### EXERCISE AIM
Copy out every line of the records below word for word, leaving out the pictures.

### THE INPUT
┌────────

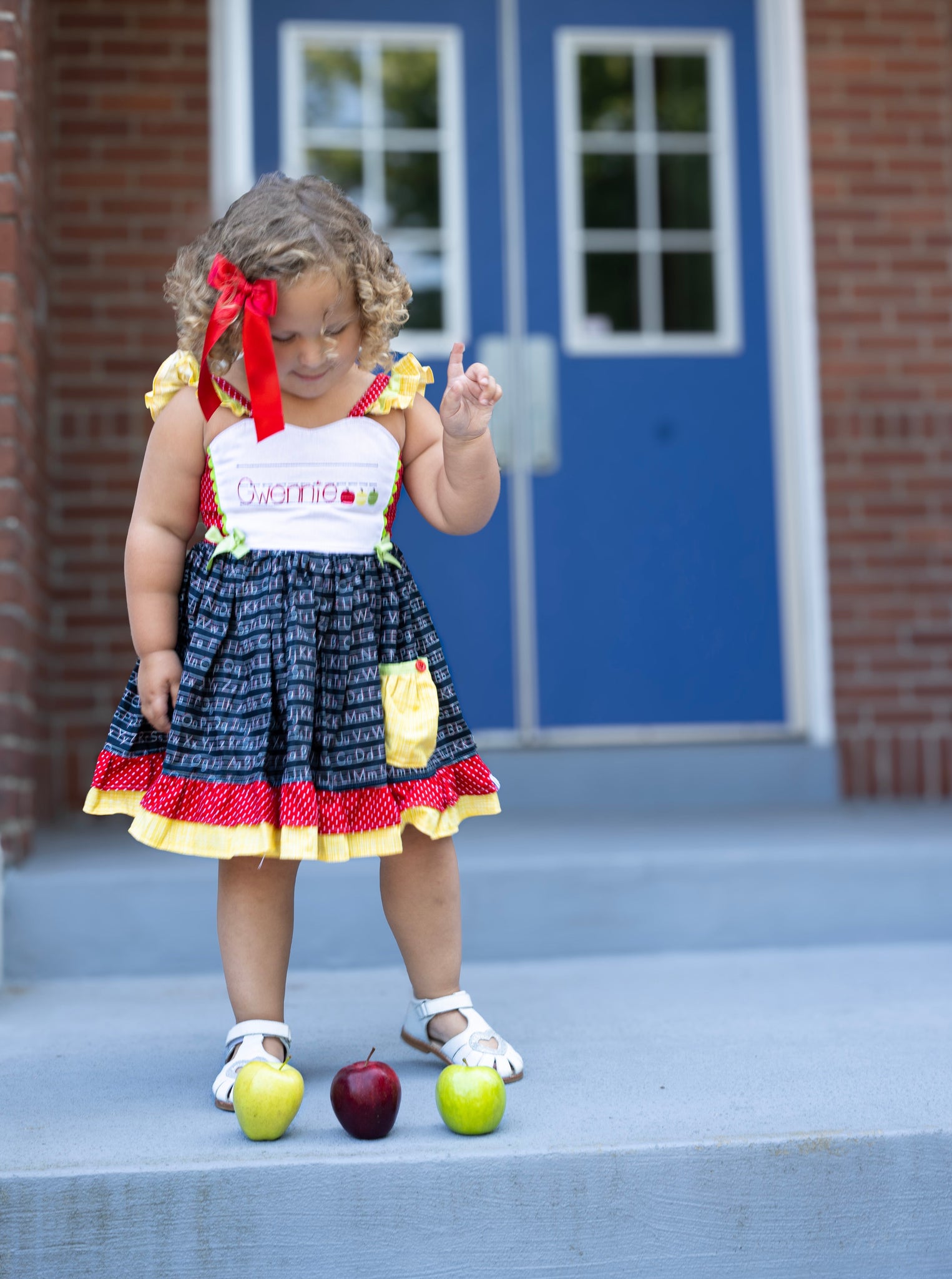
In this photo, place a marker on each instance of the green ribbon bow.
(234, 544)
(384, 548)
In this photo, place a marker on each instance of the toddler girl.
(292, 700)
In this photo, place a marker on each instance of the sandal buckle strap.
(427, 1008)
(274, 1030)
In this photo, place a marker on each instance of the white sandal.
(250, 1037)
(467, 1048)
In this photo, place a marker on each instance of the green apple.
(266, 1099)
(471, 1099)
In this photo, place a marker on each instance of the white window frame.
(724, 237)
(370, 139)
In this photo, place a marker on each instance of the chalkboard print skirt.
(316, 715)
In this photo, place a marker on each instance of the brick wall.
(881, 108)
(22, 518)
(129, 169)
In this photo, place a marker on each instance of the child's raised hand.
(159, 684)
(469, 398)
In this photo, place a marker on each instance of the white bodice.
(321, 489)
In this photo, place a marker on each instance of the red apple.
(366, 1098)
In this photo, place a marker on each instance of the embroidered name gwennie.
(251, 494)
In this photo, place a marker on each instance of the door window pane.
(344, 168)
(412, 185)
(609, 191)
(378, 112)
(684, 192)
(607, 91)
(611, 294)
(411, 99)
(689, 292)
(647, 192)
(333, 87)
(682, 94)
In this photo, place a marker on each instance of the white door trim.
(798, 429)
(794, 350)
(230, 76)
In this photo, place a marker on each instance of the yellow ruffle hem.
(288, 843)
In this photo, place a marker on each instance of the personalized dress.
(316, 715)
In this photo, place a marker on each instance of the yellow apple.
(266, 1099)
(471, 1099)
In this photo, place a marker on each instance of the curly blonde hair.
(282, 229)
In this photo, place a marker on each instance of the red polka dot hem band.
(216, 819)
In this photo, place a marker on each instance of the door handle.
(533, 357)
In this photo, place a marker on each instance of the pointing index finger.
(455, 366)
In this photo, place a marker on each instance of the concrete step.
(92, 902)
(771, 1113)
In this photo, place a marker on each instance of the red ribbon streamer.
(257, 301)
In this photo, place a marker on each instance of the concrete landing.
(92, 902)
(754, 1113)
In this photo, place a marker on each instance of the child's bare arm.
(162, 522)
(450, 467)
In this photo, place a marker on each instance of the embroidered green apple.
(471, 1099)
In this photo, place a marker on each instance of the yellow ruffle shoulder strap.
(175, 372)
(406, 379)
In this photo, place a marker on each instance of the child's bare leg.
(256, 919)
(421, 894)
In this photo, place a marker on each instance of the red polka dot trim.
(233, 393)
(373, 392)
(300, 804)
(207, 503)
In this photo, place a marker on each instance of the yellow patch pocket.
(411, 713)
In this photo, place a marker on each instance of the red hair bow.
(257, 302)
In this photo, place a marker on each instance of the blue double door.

└────────

### OUTPUT FOR THIS EXERCISE
In this photo, place a marker on each instance of the green ribbon bow.
(234, 544)
(384, 548)
In this photo, place a marker on each instance of the toddler girl.
(292, 700)
In this photo, place a marker on each instance of the sandal buckle strap.
(427, 1008)
(274, 1030)
In this photo, place a marker on each instance of the white sandal.
(250, 1037)
(467, 1048)
In this photo, place a marker on each instance of the green apple.
(266, 1099)
(471, 1099)
In this photo, place a marker on each instance of the white window frame.
(724, 237)
(370, 139)
In this photo, place a marker on each instance of the chalkboard print skirt.
(316, 715)
In this photo, place a marker on each instance of the brick wall.
(881, 108)
(22, 518)
(129, 169)
In this photo, place a marker on each instance of the child's raised hand.
(159, 684)
(469, 398)
In this photo, place a marker on each instance of the white bodice.
(321, 489)
In this photo, place a marker on each instance of the red apple.
(366, 1098)
In this photo, place a marker on each instance of the embroidered name gwennie.
(251, 494)
In this photo, place a marker on each instance of the door window pane.
(344, 168)
(412, 185)
(609, 191)
(378, 112)
(684, 192)
(607, 91)
(611, 294)
(411, 99)
(689, 292)
(647, 192)
(333, 87)
(682, 94)
In this photo, place a marker on each instance of the white door trim.
(798, 429)
(794, 350)
(230, 76)
In this photo, place a marker on each instance of the yellow ruffle hem.
(288, 843)
In this photo, place a marker on each instance of the personalized dress.
(316, 715)
In this photo, place a marker on each instance of the yellow apple.
(266, 1099)
(471, 1099)
In this photo, place a marker on each instance of the curly blonde hair.
(282, 229)
In this photo, place a marker on each instance of the red polka dot hem band.
(216, 819)
In this photo, place a marker on each instance of the door handle.
(533, 357)
In this photo, place a marker on each instance of the pointing index finger.
(455, 366)
In this photo, place a marker on each instance of the concrete step.
(92, 902)
(771, 1113)
In this photo, place a marker on each instance of the red ribbon streamer.
(257, 301)
In this photo, place a marker on each instance of the concrete landing.
(92, 902)
(754, 1113)
In this photo, place a marker on each instance of the child's bare arm.
(162, 522)
(450, 467)
In this photo, place a marker on each instance of the embroidered green apple.
(471, 1099)
In this photo, place a marker on each instance of the yellow ruffle shoulder strap.
(175, 372)
(406, 379)
In this photo, place a marker on each instance of the child's bare leg.
(256, 919)
(421, 894)
In this photo, place a marker on each instance of the red polka dot trim.
(233, 393)
(373, 392)
(300, 804)
(207, 503)
In this photo, place a marker on each instance of the yellow patch pocket.
(411, 713)
In this photo, place a marker on each instance of the red hair bow.
(257, 302)
In this photo, place a marker on each instance of the blue double door.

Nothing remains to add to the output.